(Photo-based referring expression data)
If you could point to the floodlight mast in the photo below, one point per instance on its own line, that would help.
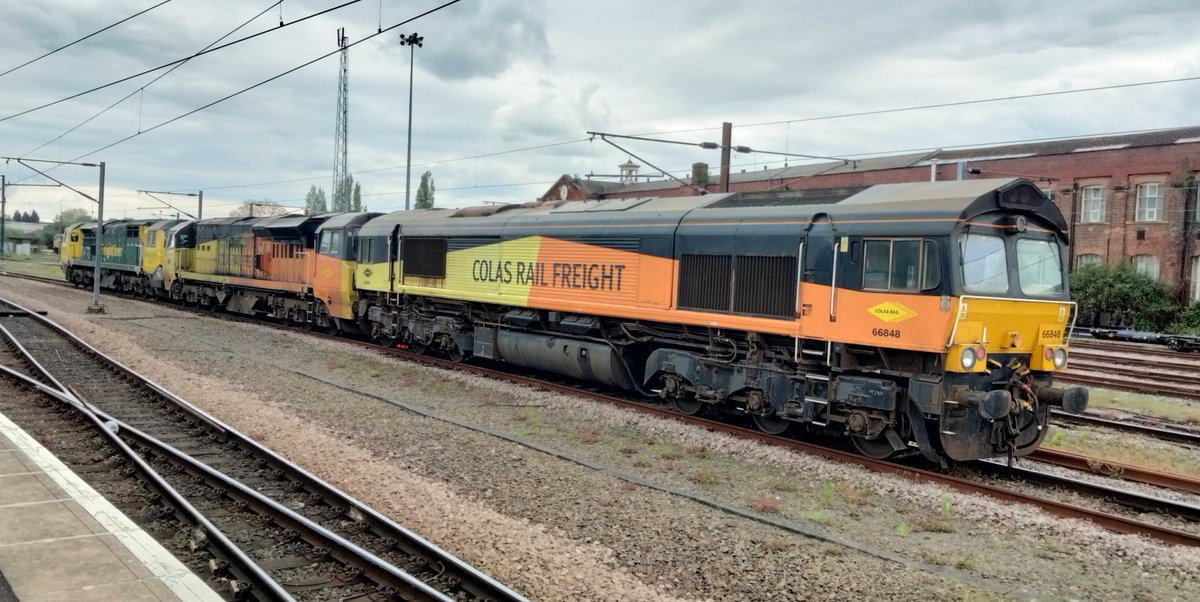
(95, 307)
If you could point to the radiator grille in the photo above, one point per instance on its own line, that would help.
(705, 282)
(766, 286)
(425, 257)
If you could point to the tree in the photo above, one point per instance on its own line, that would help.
(315, 202)
(342, 197)
(1120, 296)
(264, 208)
(425, 192)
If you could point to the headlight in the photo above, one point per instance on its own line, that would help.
(1060, 357)
(969, 357)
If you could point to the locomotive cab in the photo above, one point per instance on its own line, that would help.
(1009, 331)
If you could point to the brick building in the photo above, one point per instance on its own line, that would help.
(1128, 198)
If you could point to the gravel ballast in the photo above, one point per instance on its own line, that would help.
(576, 524)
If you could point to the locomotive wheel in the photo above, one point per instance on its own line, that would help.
(772, 425)
(688, 405)
(874, 449)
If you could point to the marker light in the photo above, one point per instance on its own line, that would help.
(1060, 357)
(969, 357)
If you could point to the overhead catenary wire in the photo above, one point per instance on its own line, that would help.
(142, 90)
(273, 78)
(939, 106)
(252, 36)
(64, 47)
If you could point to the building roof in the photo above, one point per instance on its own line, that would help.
(977, 154)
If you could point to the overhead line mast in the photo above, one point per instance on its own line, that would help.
(341, 193)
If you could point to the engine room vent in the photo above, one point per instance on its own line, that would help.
(766, 286)
(424, 257)
(745, 284)
(705, 282)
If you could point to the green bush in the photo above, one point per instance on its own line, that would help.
(1120, 296)
(1188, 320)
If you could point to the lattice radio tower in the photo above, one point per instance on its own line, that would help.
(341, 192)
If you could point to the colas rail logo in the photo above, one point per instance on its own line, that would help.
(892, 312)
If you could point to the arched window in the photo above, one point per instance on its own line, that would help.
(1146, 265)
(1150, 203)
(1093, 205)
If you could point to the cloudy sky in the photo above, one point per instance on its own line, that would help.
(505, 90)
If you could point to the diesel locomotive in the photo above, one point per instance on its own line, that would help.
(912, 318)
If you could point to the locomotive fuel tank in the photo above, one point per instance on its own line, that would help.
(583, 360)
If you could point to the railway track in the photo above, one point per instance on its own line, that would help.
(329, 546)
(1155, 429)
(1115, 522)
(1169, 373)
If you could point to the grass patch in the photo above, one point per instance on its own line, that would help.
(766, 505)
(852, 492)
(936, 524)
(783, 485)
(816, 516)
(1175, 410)
(442, 386)
(1126, 450)
(827, 493)
(705, 477)
(39, 264)
(966, 564)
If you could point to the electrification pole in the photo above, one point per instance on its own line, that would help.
(412, 41)
(341, 193)
(100, 216)
(4, 205)
(95, 307)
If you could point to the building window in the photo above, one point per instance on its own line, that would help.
(1150, 203)
(1093, 204)
(1146, 265)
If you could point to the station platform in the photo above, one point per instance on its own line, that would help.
(60, 541)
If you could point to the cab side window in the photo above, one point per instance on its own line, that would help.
(904, 265)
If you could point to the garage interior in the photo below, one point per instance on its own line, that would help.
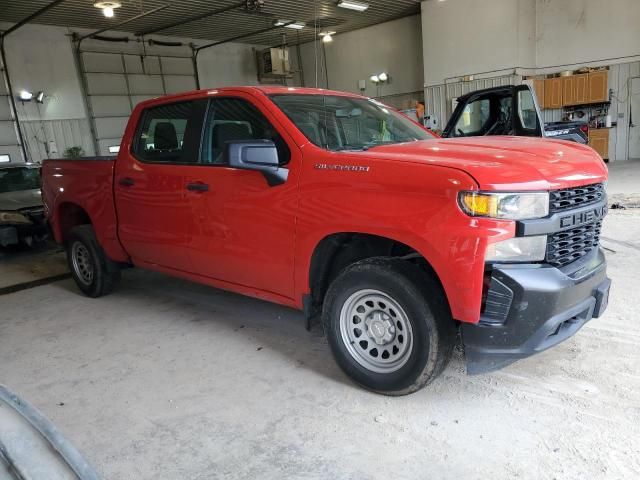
(170, 379)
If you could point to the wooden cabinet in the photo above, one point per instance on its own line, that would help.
(581, 92)
(599, 86)
(599, 141)
(538, 88)
(553, 92)
(568, 90)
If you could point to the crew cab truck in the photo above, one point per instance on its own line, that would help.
(336, 205)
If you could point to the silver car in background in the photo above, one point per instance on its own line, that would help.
(22, 219)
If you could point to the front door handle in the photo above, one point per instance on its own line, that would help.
(126, 182)
(198, 187)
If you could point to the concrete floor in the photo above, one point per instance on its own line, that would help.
(169, 380)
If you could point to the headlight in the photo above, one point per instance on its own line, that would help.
(14, 217)
(511, 206)
(518, 249)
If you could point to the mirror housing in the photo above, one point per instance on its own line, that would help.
(258, 155)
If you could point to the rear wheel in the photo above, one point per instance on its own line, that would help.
(93, 272)
(388, 325)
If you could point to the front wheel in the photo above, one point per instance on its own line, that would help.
(93, 272)
(388, 325)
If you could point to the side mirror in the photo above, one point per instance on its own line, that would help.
(259, 155)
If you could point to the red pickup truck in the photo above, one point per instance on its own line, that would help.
(337, 205)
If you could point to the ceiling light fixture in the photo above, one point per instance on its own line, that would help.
(25, 96)
(353, 5)
(296, 25)
(107, 7)
(327, 36)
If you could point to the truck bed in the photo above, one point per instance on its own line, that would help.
(87, 182)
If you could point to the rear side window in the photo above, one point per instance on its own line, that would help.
(170, 133)
(235, 119)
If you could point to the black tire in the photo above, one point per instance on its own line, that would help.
(422, 300)
(105, 273)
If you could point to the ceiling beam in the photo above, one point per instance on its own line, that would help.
(129, 20)
(193, 18)
(240, 37)
(31, 17)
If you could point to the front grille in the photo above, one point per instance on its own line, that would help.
(570, 245)
(568, 198)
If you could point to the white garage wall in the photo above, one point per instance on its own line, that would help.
(575, 31)
(462, 37)
(41, 58)
(393, 47)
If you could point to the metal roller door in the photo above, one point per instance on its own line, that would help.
(10, 149)
(116, 82)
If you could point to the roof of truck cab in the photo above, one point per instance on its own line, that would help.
(266, 90)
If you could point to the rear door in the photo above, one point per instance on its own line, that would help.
(152, 186)
(244, 229)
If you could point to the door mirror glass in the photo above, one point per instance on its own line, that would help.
(259, 155)
(527, 110)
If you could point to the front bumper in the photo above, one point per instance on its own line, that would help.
(533, 307)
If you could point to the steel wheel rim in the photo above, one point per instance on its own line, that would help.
(82, 264)
(372, 323)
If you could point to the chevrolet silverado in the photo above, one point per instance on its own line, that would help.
(337, 205)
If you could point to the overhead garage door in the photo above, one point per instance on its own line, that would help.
(10, 149)
(116, 82)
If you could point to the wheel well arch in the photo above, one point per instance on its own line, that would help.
(338, 250)
(71, 215)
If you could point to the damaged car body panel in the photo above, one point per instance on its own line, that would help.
(22, 218)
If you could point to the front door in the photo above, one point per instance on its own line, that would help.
(244, 229)
(151, 185)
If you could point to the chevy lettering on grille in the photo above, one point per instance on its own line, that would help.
(580, 218)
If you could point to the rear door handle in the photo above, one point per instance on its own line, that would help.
(198, 187)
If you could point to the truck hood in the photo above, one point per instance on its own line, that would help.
(20, 199)
(505, 163)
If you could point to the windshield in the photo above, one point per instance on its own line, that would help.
(347, 123)
(16, 179)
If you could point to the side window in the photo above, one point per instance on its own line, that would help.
(170, 133)
(474, 117)
(234, 119)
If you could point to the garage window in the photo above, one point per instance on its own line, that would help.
(170, 133)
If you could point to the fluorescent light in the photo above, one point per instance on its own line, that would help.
(108, 7)
(353, 5)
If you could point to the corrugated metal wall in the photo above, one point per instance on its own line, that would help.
(50, 138)
(116, 82)
(439, 98)
(9, 142)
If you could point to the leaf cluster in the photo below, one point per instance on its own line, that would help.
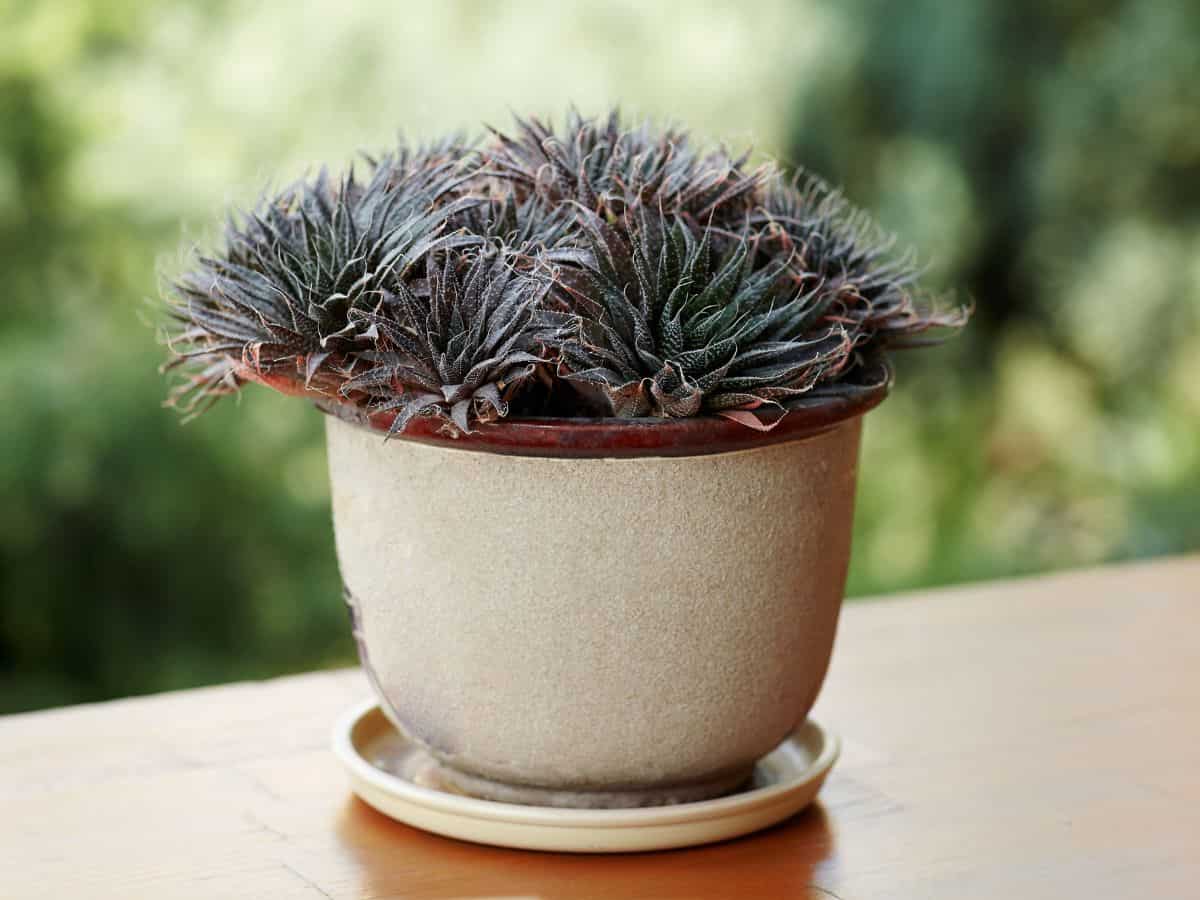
(591, 270)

Problem => The output must match the records word for word, except that no pictures appear.

Result =>
If you could point to the floodlight mast in the photo below, one point per instance on its own line, that would help.
(95, 307)
If you could point to the radiator grille in the photo above, one point per instance on its own line, that would help.
(705, 282)
(766, 286)
(425, 257)
If you could point to the tree in the photo above, one point per instance on its own line, that would help.
(315, 202)
(342, 197)
(1120, 296)
(264, 208)
(425, 192)
If you could point to the headlight in the photo above, one point per instance on its own line, that would help.
(1060, 357)
(969, 357)
If you could point to the locomotive cab in the photo above, one point per instance on its own line, that would help.
(1009, 331)
If you could point to the brick building in the photo above, one point per instance on its own line, that would help.
(1128, 198)
If you could point to the gravel ballast in the photo above, one point per instance on its own line, that would help.
(576, 524)
If you could point to the locomotive wheel in the photo above, one point per instance on its own line, that would help.
(772, 425)
(688, 405)
(874, 449)
If you could point to the marker light in the photo above, one point per instance on its own line, that would help.
(1060, 357)
(969, 357)
If you could point to the overhead catenary wire in the photo above, one point per instance on its own line, that would help.
(142, 90)
(273, 78)
(939, 106)
(252, 36)
(64, 47)
If you could point to the building roof in the photo above, one point per instance on its own line, that would help.
(977, 154)
If you could point to the overhead line mast in the photo above, one point per instance on its own line, that would help.
(341, 193)
If you could point to the engine room vent in the photo above, one point per instance on its own line, that would help.
(766, 286)
(424, 257)
(745, 284)
(705, 282)
If you could point to the green bush in the photo above, one point per instance on its own line, that would help.
(1120, 296)
(1188, 320)
If you could point to the lattice radio tower in the photo above, one point per instance on its own line, that would help.
(341, 192)
If you could point to the colas rail logo in the photo above, one point per instance on its own line, that would help.
(892, 312)
If you could point to the arched window in the photo above, one point per instance on its own line, that would help.
(1146, 265)
(1150, 203)
(1093, 205)
If you could point to the cloudy sky in the photo above, one point per instance on its own line, that would help.
(505, 90)
If you could point to the diesel locomotive in the photo above, one point per instance on its own line, that would help.
(912, 318)
If you could point to the locomotive fuel tank in the photo above, one point per instance on its own line, that would help.
(583, 360)
If you could point to the railway track in the photo above, one point per instance on its own line, that would help.
(329, 546)
(1155, 429)
(1115, 522)
(1169, 373)
If you could point to the grass patch in the photo above, one point per instance on its own line, that would help.
(766, 505)
(852, 492)
(936, 524)
(783, 485)
(816, 516)
(1175, 410)
(442, 386)
(1126, 450)
(827, 493)
(705, 477)
(39, 264)
(966, 564)
If you could point to the electrification pole in the photo above, one point per instance on its own line, that would help.
(412, 41)
(341, 193)
(100, 216)
(4, 205)
(95, 307)
If you could point to the building window in the photo above, one point per instance on its own line, that would help.
(1150, 203)
(1093, 204)
(1146, 265)
If you could point to the station platform in the photo above, one point per instance on its own line, that would help.
(60, 541)
If you could point to the cab side window in the photo above, one point per instance on its own line, that would help.
(904, 265)
If you could point to the garage interior in the photo below, one point per instance on its own line, that would help.
(170, 379)
If you could point to the wooden cabinet in the photo above, one point per instance on its own line, that would help.
(581, 92)
(599, 86)
(599, 141)
(538, 88)
(553, 92)
(568, 90)
If you could point to the crew cab truck in the photo above, one point per instance on its own line, that would help.
(336, 205)
If you could point to the silver car in background in the photo above, one point per instance on its own line, that would help.
(22, 219)
If you could point to the front door handle in the photo above, one point per instance on its own line, that would help.
(126, 182)
(198, 187)
If you could point to the concrete floor in the photo above, one point per instance on its own line, that would help.
(169, 380)
If you could point to the headlight in the photo above, one point per instance on its own line, that would help.
(14, 217)
(511, 206)
(518, 249)
If you could point to the mirror housing in the photo above, one point per instance on its own line, that would help.
(258, 155)
If you could point to the rear wheel in the photo above, one point per instance on its own line, that would help.
(93, 272)
(388, 325)
If you could point to the front wheel in the photo above, one point per instance on its own line, that would help.
(93, 272)
(388, 325)
If you could point to the side mirror in the photo above, one point per instance on its own line, that would help.
(259, 155)
If you could point to the red pickup truck in the photo above, one point per instance on its own line, that would help.
(337, 205)
If you could point to the ceiling light fixture in the photo above, one point per instance on its own line, that would help.
(25, 96)
(353, 5)
(296, 25)
(107, 7)
(327, 36)
If you could point to the truck bed in the photo above, one point per instance on its own line, that would help.
(87, 182)
If you could point to the rear side window in the photo above, one point per instance on its own line, that would help.
(170, 133)
(235, 119)
If you could point to the black tire in the photo above, one point per instance on its own line, that would help.
(422, 300)
(105, 273)
If you could point to the ceiling beam in the photo above, one point per instance on its own line, that would help.
(129, 20)
(193, 18)
(240, 37)
(31, 17)
If you could point to the front grille in the photo above, one point per instance on its own line, that would help.
(570, 245)
(568, 198)
If you could point to the white garage wall in the photo above, one point per instance on its own line, that would help.
(575, 31)
(462, 37)
(41, 58)
(393, 47)
If you could point to the metal roller door in the photo above, one point per instance on its own line, that would help.
(10, 149)
(116, 82)
If you could point to the roof of truck cab in the photo above, one point per instance on its own line, that would help.
(266, 90)
If you could point to the rear door in the photo above, one point per instance on its own line, that would help.
(152, 186)
(244, 229)
If you could point to the door mirror glass in the photo above, one point per instance on its own line, that would help.
(259, 155)
(527, 110)
If you could point to the front bumper in the photo above, one point per instance on its own line, that would help.
(533, 307)
If you could point to the steel wheel rim in the photo above, one point per instance on its own line, that would help.
(82, 264)
(372, 323)
If you could point to the chevrolet silverado in the photo above, one point per instance on its own line, that would help.
(337, 205)
If you could point to the overhead garage door in the photo above, one point per instance on its own line, that would help.
(10, 149)
(116, 82)
If you could point to the wheel well arch in the photo above, one point per instance on its own line, that would help.
(338, 250)
(71, 215)
If you could point to the damaged car body panel in the photo above, one point per instance on its own line, that would help.
(22, 218)
If you could point to the front door in the photo above, one point per instance on its own line, that would help.
(244, 229)
(151, 185)
If you could point to the chevy lettering on grille in the photo above, one point per instance on its own line, that would help.
(580, 218)
If you could point to the rear door handle in the photo above, one point per instance on its own line, that would help.
(198, 187)
If you could point to the truck hood in the photo above, one point per instance on its own line, that would help.
(20, 199)
(505, 163)
If you could point to the windshield in the photo above, one point per instance on its own line, that would help.
(347, 123)
(16, 179)
If you could point to the side window in the photo above, one point per instance on its own line, that would help.
(170, 133)
(474, 117)
(234, 119)
If you could point to the garage window in the photo above, one point per instance on its own line, that would help.
(170, 133)
If you could point to the fluorescent light in the photo above, one point per instance on its own line, that would help.
(108, 7)
(353, 5)
If you could point to the corrugated metal wall in the photo above, one point per instance on its own line, that would help.
(50, 138)
(116, 82)
(439, 98)
(9, 142)
If you could point to the leaf cluster in the photo below, one point per instance on its own line, that would help.
(591, 270)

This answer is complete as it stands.